TO BE DONE
Reproduce the records below character for character, leaving out the pictures.
──────── DATA SUPPLIED ────────
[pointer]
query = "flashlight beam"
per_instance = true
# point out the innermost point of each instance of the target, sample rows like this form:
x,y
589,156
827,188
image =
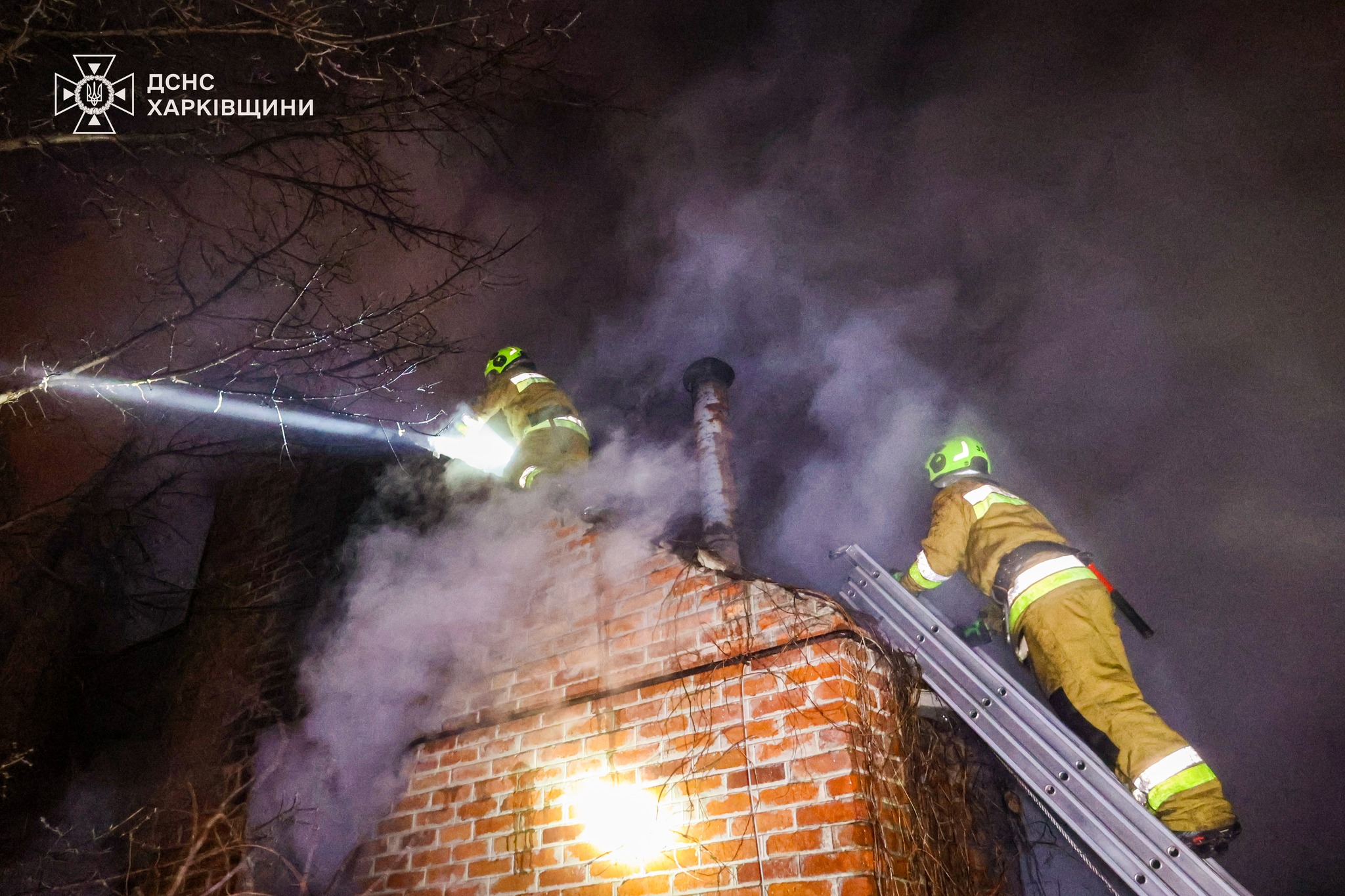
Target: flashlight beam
x,y
245,409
────────
FULL ANSWER
[pointer]
query = "flashlight beam"
per_instance = true
# point out the innermost point of each instance of the target, sample rows like this form:
x,y
589,156
827,188
image =
Target: flashlight beam
x,y
245,409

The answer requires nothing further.